■ Exercise requirements ■
Among the entries below, extract exactly the lines that run from the one with "Query: person's leg" through the one with "Query: floral headscarf", both ends included.

Data for this exercise START

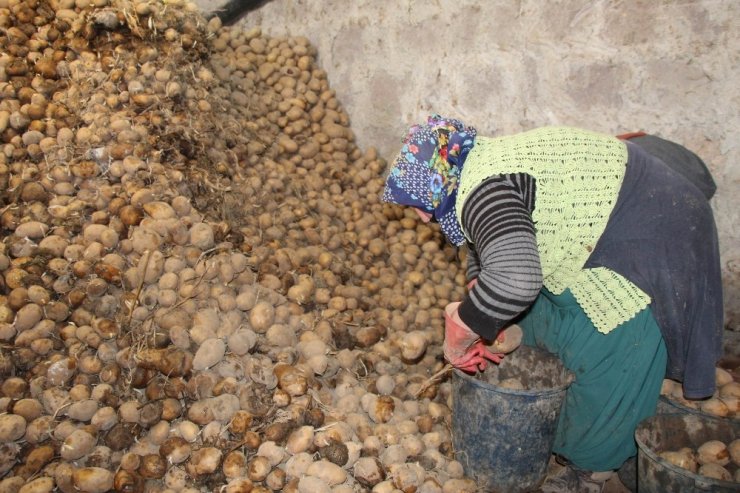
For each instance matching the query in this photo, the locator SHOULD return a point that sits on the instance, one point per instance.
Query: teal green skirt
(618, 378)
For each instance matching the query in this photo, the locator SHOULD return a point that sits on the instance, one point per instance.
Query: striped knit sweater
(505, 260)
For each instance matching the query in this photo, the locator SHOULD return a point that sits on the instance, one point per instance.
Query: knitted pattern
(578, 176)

Data for this exercise END
Data for this exercise START

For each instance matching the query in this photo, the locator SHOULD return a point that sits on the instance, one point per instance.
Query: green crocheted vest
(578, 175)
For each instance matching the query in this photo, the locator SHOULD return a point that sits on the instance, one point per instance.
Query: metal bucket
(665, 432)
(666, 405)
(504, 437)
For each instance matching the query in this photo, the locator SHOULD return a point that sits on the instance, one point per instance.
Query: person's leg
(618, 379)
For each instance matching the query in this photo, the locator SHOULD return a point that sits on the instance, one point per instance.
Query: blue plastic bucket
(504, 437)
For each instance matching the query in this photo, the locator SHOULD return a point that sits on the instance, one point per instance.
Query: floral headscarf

Data for this exercise END

■ Your solution ■
Query: person's leg
(618, 379)
For each instance matching the query in this photo, the locator SHOULD return a point that sits on the instance, one point per instance.
Query: blue plastic bucket
(504, 437)
For each instance matching the query in this photo, the locator SHOULD return a point that sits on the instance, one point per instance.
Query: floral headscarf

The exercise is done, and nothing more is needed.